#### Text provided
********

Line–sphere intersection

The three possible line-sphere intersections:
1. No intersection.
2. Point intersection.
3. Two point intersection.

In analytic geometry, a line and a sphere can intersect in three ways: no intersection at all, at exactly one point, or in two points. Methods for distinguishing these cases, and determining equations for the points in the latter cases, are useful in a number of circumstances. For example, this is a common calculation to perform during ray tracing (Eberly 2006:698).

Calculation using vectors in 3D

In vector notation, the equations are as follows:

Equation for a sphere

\left\Vert {\mathbf {x}}-{\mathbf {c}}\right\Vert ^{2}=r^{2}

$\mathbf {c}$ - center point
$r$ - radius
$\mathbf {x}$ - points on the sphere

Equation for a line starting at $\mathbf{o}$

{\mathbf {x}}={\mathbf {o}}+d{\mathbf {l}}

$d$ - distance along line from starting point
$\mathbf {l}$ - direction of line (a unit vector)
$\mathbf{o}$ - origin of the line
$\mathbf {x}$ - points on the line

Searching for points that are on the line and on the sphere means combining the equations and solving for $d$ :

Equations combined

\left\Vert {\mathbf {o}}+d{\mathbf {l}}-{\mathbf {c}}\right\Vert ^{2}=r^{2}\Leftrightarrow ({\mathbf {o}}+d{\mathbf {l}}-{\mathbf {c}})\cdot ({\mathbf {o}}+d{\mathbf {l}}-{\mathbf {c}})=r^{2}

Expanded

d^{2}({\mathbf {l}}\cdot {\mathbf {l}})+2d({\mathbf {l}}\cdot ({\mathbf {o}}-{\mathbf {c}}))+({\mathbf {o}}-{\mathbf {c}})\cdot ({\mathbf {o}}-{\mathbf {c}})=r^{2}

Rearranged

d^{2}({\mathbf {l}}\cdot {\mathbf {l}})+2d({\mathbf {l}}\cdot ({\mathbf {o}}-{\mathbf {c}}))+({\mathbf {o}}-{\mathbf {c}})\cdot ({\mathbf {o}}-{\mathbf {c}})-r^{2}=0

The form of a quadratic formula is now observable. (This quadratic equation is an example of Joachimsthal's Equation .)

********

#### Available data
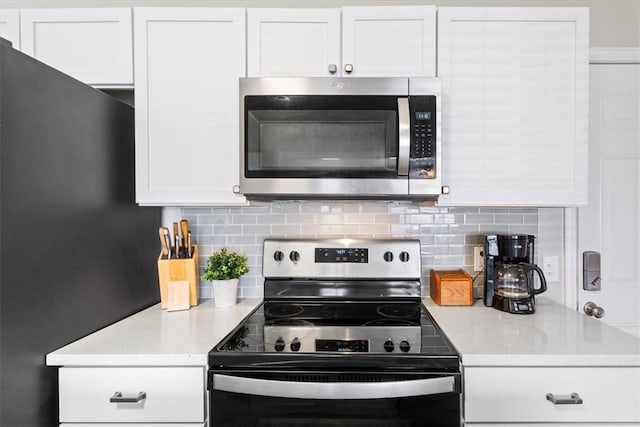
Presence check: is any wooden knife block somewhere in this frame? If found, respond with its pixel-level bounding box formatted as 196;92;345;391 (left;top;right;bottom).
158;245;199;309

********

#### Parts of the exercise
a – In the line–sphere intersection text, list each symbol defined under the equation for a line, along with the meaning the text gives it.
b – Render this sentence from the line–sphere intersection text in Spanish: "In analytic geometry, a line and a sphere can intersect in three ways: no intersection at all, at exactly one point, or in two points."
c – Carry on writing the line–sphere intersection text, starting right after its final sentence.

#### Results by task
a –
- $d$: distance along line from starting point
- $\mathbf {l}$: direction of line (a unit vector)
- $\mathbf{o}$: origin of the line
- $\mathbf {x}$: points on the line

b – En geometría analítica, una recta y una esfera pueden intersecarse de tres maneras: sin ninguna intersección, en exactamente un punto o en dos puntos.

c –
ad^{2}+bd+c=0

where

$a={\mathbf {l}}\cdot {\mathbf {l}}=\left\Vert {\mathbf {l}}\right\Vert ^{2}$
$b=2({\mathbf {l}}\cdot ({\mathbf {o}}-{\mathbf {c}}))$
$c=({\mathbf {o}}-{\mathbf {c}})\cdot ({\mathbf {o}}-{\mathbf {c}})-r^{2}=\left\Vert {\mathbf {o}}-{\mathbf {c}}\right\Vert ^{2}-r^{2}$

Simplified

d={\frac {-({\mathbf {l}}\cdot ({\mathbf {o}}-{\mathbf {c}}))\pm {\sqrt {({\mathbf {l}}\cdot ({\mathbf {o}}-{\mathbf {c}}))^{2}-\left\Vert {\mathbf {l}}\right\Vert ^{2}(\left\Vert {\mathbf {o}}-{\mathbf {c}}\right\Vert ^{2}-r^{2})}}}{\left\Vert {\mathbf {l}}\right\Vert ^{2}}}

Note that

\mathbf {l}

is a unit vector, and thus

\left\Vert {\mathbf {l}}\right\Vert ^{2}=1

. Thus, we can simplify this further to

d=-({\mathbf {l}}\cdot ({\mathbf {o}}-{\mathbf {c}}))\pm {\sqrt {({\mathbf {l}}\cdot ({\mathbf {o}}-{\mathbf {c}}))^{2}-\left\Vert {\mathbf {o}}-{\mathbf {c}}\right\Vert ^{2}+r^{2}}}

If the value under the square-root ( $({\mathbf {l}}\cdot ({\mathbf {o}}-{\mathbf {c}}))^{2}-\left\Vert {\mathbf {o}}-{\mathbf {c}}\right\Vert ^{2}+r^{2}$ ) is less than zero, then it is clear that no solutions exist, i.e. the line does not intersect the sphere (case 1).
If it is zero, then exactly one solution exists, i.e. the line just touches the sphere in one point (case 2).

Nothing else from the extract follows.